Entries from an annotation dataset:

----------------

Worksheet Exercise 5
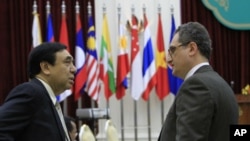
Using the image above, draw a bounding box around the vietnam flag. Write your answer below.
[156,13,170,100]
[142,13,156,100]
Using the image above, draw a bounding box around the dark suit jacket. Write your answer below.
[0,79,68,141]
[158,65,239,141]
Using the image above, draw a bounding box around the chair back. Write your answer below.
[79,124,95,141]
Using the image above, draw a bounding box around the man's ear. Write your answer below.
[189,42,198,56]
[40,62,50,75]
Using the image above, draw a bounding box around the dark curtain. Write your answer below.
[0,0,94,117]
[181,0,250,94]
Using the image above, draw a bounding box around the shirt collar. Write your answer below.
[37,78,57,105]
[184,62,209,80]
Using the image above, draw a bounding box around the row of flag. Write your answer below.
[32,1,182,101]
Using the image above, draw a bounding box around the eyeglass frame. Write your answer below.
[168,41,190,57]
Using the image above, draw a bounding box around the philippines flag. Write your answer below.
[74,5,87,100]
[87,16,99,100]
[131,14,143,100]
[142,13,156,100]
[168,14,183,95]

----------------

EXERCISE = Give the lines of the items from the line with "Using the image above, draw a bounding box around the chair" to the line with "[168,41,190,57]", both included, as a JSON list of strings with one string per line and blank lines left out.

SOLUTION TO THE PROBLEM =
[
  "Using the image above, draw a bounding box around the chair back. Write your answer below.",
  "[79,124,95,141]",
  "Using the image above, draw a bounding box around the man's ear. Write your answer below.",
  "[189,42,198,56]",
  "[40,62,50,75]",
  "Using the image above, draw a bounding box around the dark curtain. Write your answer below.",
  "[0,0,94,117]",
  "[181,0,250,94]",
  "Using the image above, draw a bounding box around the shirt collar. Write your answer below.",
  "[37,78,57,105]",
  "[184,62,209,80]",
  "Using the image above, draw a bounding box around the row of flag. Write your answer below.",
  "[32,1,182,101]",
  "Using the image above, draw a bounding box around the eyeglass frame. Write your answer below.",
  "[168,41,190,57]"
]